The lines to be set down run from the line containing "# annotate each" through the final line of the data below; print them exactly and print nothing else.

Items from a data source
# # # # # # #

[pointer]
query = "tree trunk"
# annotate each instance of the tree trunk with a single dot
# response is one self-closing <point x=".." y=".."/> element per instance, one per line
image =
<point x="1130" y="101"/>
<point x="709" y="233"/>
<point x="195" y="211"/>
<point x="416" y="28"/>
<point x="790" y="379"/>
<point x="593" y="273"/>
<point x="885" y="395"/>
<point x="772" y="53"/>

# # # # # # #

### [Reply]
# annotate each instance of the tree trunk with a single dot
# response is one self-closing <point x=".." y=".."/> element per instance, one per line
image =
<point x="1130" y="101"/>
<point x="709" y="233"/>
<point x="195" y="211"/>
<point x="416" y="28"/>
<point x="790" y="379"/>
<point x="593" y="273"/>
<point x="885" y="395"/>
<point x="772" y="53"/>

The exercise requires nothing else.